■ Brief ■
Please copy out the passage of the downtown community association article that opens with the words containing "The creation of" and closes with "of Calgary Communities.".

■ Reading text ■
Cody Stuart / CREB®Now

The creation of a new downtown community association, the first from the city’s core in a decade, is a sign of the growth of a healthy city as it emerges from the pandemic, says the executive director of the Federation of Calgary Communities.

“A lot of people have said the community association model is dead,” said Leslie Evans. “And while there have been funding cuts on buildings, enriching our lives is not dead. As we focus on local and come out of the pandemic, the model is more relevant than ever.”

The Downtown Core Community Association, representing 8,500 current residents in an area whose population is expected to double under Calgary’s Greater Downtown Plan, will be the newest of the 150-plus members of the 60-year-old federation.

The Downtown Commercial Core is bounded by four other neighbourhoods already represented by community associations in Eau Claire, East Village, Downtown West End and the Beltline.

■ Supplied information ■
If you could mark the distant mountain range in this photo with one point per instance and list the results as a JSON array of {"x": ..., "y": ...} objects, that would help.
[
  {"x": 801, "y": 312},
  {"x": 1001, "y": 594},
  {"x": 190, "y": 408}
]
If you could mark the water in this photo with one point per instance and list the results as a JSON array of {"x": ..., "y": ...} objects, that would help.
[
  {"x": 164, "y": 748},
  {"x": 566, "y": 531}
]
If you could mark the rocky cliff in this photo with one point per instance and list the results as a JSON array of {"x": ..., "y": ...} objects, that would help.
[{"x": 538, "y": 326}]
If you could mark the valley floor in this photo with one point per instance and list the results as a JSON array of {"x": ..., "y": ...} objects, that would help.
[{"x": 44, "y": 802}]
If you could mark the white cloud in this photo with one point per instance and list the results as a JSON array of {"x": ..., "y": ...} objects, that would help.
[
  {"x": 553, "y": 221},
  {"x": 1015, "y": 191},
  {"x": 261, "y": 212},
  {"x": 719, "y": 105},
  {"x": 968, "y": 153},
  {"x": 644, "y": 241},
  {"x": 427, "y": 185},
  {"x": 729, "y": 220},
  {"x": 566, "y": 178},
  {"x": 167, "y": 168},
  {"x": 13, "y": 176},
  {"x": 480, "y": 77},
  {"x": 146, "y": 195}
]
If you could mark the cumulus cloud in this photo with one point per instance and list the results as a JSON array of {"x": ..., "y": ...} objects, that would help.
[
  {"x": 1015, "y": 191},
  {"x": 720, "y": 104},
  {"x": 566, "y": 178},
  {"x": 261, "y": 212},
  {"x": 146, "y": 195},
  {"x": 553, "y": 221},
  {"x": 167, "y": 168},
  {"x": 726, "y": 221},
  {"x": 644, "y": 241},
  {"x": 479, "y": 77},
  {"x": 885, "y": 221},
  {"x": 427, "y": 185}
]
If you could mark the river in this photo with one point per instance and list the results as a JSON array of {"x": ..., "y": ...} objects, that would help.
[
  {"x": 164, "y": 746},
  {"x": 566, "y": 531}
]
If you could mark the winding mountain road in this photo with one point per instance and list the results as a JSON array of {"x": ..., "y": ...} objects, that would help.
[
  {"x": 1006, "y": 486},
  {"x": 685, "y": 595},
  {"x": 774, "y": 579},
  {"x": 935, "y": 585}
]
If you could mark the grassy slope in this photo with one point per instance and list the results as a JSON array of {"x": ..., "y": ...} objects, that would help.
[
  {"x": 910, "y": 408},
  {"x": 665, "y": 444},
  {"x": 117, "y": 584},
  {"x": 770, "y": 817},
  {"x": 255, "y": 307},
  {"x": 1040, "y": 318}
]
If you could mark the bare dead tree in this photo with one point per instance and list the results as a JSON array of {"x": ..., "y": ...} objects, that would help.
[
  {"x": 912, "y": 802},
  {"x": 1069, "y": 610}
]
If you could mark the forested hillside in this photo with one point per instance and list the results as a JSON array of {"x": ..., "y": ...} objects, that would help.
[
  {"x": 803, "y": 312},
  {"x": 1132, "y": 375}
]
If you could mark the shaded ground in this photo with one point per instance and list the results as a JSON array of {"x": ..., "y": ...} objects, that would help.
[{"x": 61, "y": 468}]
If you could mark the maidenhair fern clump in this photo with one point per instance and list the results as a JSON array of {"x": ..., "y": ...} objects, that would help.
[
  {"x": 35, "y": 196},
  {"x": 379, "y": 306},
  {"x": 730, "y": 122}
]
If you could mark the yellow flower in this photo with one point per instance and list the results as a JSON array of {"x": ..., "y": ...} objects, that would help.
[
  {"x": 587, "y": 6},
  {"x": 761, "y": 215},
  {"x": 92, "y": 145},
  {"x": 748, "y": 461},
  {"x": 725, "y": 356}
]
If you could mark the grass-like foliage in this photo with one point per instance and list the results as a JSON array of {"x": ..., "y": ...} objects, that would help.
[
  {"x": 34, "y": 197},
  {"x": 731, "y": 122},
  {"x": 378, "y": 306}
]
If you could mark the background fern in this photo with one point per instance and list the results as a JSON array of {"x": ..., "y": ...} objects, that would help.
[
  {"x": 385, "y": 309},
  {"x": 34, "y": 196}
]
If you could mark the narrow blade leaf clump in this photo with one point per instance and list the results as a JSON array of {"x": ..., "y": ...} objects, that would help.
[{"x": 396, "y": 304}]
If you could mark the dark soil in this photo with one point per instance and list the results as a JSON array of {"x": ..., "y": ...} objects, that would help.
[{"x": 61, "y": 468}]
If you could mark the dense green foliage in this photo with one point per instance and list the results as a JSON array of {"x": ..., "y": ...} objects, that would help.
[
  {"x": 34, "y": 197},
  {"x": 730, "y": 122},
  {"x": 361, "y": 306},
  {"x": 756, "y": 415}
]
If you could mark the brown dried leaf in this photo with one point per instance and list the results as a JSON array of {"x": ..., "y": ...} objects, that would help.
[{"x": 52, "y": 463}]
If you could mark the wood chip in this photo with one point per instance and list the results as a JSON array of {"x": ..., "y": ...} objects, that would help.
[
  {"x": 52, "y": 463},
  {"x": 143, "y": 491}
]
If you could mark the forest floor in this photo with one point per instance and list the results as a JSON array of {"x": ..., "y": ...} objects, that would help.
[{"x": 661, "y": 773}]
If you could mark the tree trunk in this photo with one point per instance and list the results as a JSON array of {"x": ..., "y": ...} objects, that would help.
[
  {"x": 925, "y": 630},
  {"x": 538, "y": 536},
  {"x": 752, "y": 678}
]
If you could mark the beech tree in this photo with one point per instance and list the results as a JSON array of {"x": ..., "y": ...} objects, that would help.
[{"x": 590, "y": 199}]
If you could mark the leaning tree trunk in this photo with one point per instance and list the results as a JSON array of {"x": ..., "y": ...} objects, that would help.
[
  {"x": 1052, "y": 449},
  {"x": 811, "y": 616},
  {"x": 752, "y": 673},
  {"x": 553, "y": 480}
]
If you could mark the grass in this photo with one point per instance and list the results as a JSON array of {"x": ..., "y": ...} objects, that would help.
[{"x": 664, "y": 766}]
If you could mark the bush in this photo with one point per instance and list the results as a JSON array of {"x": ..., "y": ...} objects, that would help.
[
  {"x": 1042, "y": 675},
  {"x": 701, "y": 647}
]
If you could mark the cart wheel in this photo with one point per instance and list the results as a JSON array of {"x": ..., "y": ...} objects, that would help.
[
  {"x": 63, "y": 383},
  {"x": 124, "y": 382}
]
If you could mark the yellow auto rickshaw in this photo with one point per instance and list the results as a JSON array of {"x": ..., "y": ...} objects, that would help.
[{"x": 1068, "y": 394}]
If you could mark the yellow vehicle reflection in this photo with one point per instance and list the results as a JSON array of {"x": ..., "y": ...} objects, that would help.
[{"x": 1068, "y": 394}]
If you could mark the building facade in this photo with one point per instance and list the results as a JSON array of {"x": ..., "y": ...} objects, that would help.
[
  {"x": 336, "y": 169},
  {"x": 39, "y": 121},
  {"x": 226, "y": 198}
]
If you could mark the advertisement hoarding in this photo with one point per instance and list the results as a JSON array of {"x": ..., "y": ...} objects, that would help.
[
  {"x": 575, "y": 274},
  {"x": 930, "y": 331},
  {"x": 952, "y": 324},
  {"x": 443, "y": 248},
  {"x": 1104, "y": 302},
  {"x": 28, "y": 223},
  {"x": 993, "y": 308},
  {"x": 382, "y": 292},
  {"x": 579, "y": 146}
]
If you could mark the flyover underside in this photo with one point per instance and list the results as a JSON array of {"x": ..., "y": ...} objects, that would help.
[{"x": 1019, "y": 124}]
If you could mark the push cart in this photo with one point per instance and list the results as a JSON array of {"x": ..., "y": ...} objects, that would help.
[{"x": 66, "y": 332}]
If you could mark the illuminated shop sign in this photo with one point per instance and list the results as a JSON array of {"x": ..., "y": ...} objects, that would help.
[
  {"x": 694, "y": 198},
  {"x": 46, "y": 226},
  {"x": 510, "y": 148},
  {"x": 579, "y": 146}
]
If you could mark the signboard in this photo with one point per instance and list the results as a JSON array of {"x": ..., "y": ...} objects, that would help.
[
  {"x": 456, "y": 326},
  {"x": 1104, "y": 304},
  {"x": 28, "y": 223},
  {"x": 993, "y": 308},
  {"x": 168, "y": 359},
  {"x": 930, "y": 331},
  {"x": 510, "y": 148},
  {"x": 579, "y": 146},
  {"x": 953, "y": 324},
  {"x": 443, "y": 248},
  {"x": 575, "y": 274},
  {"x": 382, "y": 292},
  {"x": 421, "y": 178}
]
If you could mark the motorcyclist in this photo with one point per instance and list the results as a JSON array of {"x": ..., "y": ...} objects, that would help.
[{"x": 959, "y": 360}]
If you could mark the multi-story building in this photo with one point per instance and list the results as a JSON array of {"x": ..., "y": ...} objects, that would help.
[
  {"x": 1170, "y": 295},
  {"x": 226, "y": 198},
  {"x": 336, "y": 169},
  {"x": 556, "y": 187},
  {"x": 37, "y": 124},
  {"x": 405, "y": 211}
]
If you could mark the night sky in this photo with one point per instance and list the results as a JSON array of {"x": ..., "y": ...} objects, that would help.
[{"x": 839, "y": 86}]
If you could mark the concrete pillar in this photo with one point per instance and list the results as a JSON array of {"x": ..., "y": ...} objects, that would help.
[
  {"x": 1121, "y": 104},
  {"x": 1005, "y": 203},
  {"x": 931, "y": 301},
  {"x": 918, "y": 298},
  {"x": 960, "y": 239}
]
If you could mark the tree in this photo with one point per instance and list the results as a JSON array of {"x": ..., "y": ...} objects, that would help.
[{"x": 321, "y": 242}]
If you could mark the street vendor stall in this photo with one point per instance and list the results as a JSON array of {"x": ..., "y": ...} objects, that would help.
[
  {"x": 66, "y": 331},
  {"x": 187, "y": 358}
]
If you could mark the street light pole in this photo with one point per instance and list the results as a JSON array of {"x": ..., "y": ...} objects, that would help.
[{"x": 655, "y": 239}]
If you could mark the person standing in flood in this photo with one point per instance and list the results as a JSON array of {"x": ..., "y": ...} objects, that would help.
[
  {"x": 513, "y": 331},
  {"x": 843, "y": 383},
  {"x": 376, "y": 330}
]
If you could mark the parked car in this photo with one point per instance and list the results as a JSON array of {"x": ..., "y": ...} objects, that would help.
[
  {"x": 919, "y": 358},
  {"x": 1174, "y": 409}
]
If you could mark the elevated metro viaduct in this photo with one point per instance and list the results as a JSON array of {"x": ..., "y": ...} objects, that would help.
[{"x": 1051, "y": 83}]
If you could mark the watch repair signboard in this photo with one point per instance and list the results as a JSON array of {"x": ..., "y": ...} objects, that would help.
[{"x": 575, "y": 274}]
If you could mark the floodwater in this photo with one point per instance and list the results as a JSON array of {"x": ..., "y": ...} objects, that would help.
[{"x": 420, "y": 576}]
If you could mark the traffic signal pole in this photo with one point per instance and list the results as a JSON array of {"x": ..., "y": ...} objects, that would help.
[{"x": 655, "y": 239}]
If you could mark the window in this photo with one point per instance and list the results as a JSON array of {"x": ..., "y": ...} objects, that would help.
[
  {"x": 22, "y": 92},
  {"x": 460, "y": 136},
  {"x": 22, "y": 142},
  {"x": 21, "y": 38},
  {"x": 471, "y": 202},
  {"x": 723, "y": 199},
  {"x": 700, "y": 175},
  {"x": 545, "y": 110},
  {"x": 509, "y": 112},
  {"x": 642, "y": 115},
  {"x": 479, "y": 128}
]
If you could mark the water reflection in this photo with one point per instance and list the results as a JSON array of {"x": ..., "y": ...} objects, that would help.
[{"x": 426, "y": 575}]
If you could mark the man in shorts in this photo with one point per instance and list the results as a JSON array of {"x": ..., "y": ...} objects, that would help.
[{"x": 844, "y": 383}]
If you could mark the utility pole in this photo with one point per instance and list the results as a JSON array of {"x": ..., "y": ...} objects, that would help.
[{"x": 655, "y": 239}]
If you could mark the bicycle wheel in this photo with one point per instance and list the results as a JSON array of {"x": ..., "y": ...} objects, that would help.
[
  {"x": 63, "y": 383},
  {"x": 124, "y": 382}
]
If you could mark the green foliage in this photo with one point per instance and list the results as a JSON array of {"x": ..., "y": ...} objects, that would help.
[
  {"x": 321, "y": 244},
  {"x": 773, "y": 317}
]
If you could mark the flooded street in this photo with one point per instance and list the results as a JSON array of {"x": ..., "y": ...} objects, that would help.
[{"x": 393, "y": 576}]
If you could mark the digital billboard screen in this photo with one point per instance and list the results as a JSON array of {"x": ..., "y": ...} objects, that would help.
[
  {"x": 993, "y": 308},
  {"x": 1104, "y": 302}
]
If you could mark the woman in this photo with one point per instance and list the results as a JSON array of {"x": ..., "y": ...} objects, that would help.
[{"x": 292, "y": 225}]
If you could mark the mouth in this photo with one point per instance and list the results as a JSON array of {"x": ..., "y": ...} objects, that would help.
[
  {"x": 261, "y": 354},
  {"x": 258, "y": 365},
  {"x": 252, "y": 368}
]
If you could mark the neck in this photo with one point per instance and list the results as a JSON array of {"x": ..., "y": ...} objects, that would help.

■ Exercise answer ■
The creation of a new downtown community association, the first from the city’s core in a decade, is a sign of the growth of a healthy city as it emerges from the pandemic, says the executive director of the Federation of Calgary Communities.